___ Dataset
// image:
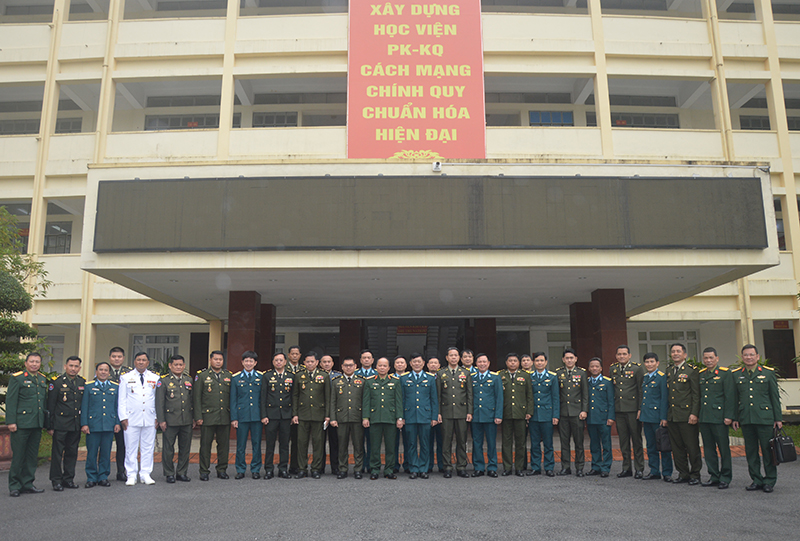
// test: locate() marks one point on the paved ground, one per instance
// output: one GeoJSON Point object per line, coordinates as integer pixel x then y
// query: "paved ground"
{"type": "Point", "coordinates": [482, 508]}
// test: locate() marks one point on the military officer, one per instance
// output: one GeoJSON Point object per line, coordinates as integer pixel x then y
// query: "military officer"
{"type": "Point", "coordinates": [64, 398]}
{"type": "Point", "coordinates": [310, 411]}
{"type": "Point", "coordinates": [546, 412]}
{"type": "Point", "coordinates": [174, 405]}
{"type": "Point", "coordinates": [276, 415]}
{"type": "Point", "coordinates": [99, 421]}
{"type": "Point", "coordinates": [420, 413]}
{"type": "Point", "coordinates": [600, 418]}
{"type": "Point", "coordinates": [212, 412]}
{"type": "Point", "coordinates": [381, 412]}
{"type": "Point", "coordinates": [136, 408]}
{"type": "Point", "coordinates": [654, 415]}
{"type": "Point", "coordinates": [627, 377]}
{"type": "Point", "coordinates": [26, 409]}
{"type": "Point", "coordinates": [345, 413]}
{"type": "Point", "coordinates": [683, 384]}
{"type": "Point", "coordinates": [574, 396]}
{"type": "Point", "coordinates": [517, 410]}
{"type": "Point", "coordinates": [487, 413]}
{"type": "Point", "coordinates": [246, 414]}
{"type": "Point", "coordinates": [758, 411]}
{"type": "Point", "coordinates": [717, 411]}
{"type": "Point", "coordinates": [454, 386]}
{"type": "Point", "coordinates": [116, 359]}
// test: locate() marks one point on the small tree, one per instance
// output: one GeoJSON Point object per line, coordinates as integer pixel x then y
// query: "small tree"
{"type": "Point", "coordinates": [17, 269]}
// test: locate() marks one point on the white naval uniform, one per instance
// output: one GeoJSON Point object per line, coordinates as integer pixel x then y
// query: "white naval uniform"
{"type": "Point", "coordinates": [137, 405]}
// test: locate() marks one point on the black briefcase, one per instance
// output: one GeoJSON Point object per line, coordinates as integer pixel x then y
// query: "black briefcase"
{"type": "Point", "coordinates": [782, 447]}
{"type": "Point", "coordinates": [662, 440]}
______
- Exercise directions
Rewrite all of the material above with "military officer" changed to "naval officer" and every other line left as it is. Do not include the pictures in your answer.

- Response to this exercise
// image:
// test: locate() marks one point on the paved ground, one per instance
// output: one GeoJSON Point object per line, coordinates as integer pixel x then y
// query: "paved ground"
{"type": "Point", "coordinates": [482, 508]}
// test: locate() marks one point on the naval officer, one per instance
// output: one GeoJSON Point object per line, coordinates as integer pixel x then y
// query: "naval officer"
{"type": "Point", "coordinates": [64, 398]}
{"type": "Point", "coordinates": [310, 411]}
{"type": "Point", "coordinates": [546, 412]}
{"type": "Point", "coordinates": [174, 405]}
{"type": "Point", "coordinates": [276, 415]}
{"type": "Point", "coordinates": [99, 421]}
{"type": "Point", "coordinates": [420, 413]}
{"type": "Point", "coordinates": [600, 418]}
{"type": "Point", "coordinates": [212, 412]}
{"type": "Point", "coordinates": [381, 412]}
{"type": "Point", "coordinates": [136, 408]}
{"type": "Point", "coordinates": [654, 415]}
{"type": "Point", "coordinates": [627, 377]}
{"type": "Point", "coordinates": [26, 409]}
{"type": "Point", "coordinates": [345, 413]}
{"type": "Point", "coordinates": [683, 384]}
{"type": "Point", "coordinates": [574, 396]}
{"type": "Point", "coordinates": [517, 410]}
{"type": "Point", "coordinates": [487, 413]}
{"type": "Point", "coordinates": [246, 414]}
{"type": "Point", "coordinates": [758, 411]}
{"type": "Point", "coordinates": [717, 411]}
{"type": "Point", "coordinates": [454, 386]}
{"type": "Point", "coordinates": [116, 359]}
// test: locate() marks one point on the small tree, one per instance
// output: one GeoJSON Point object per line, coordinates as integer pixel x then y
// query: "small tree"
{"type": "Point", "coordinates": [17, 269]}
// test: locate() marks one point on the white naval uniform, one per instance
// output: one GeoJSON Point object per line, coordinates as integer pixel x then y
// query: "white naval uniform"
{"type": "Point", "coordinates": [137, 405]}
// test: locate() marks one point on the black briefcase, one per instance
// output: one GeoJSON Point object per line, coordinates as integer pixel x then y
// query: "black briefcase"
{"type": "Point", "coordinates": [782, 447]}
{"type": "Point", "coordinates": [662, 440]}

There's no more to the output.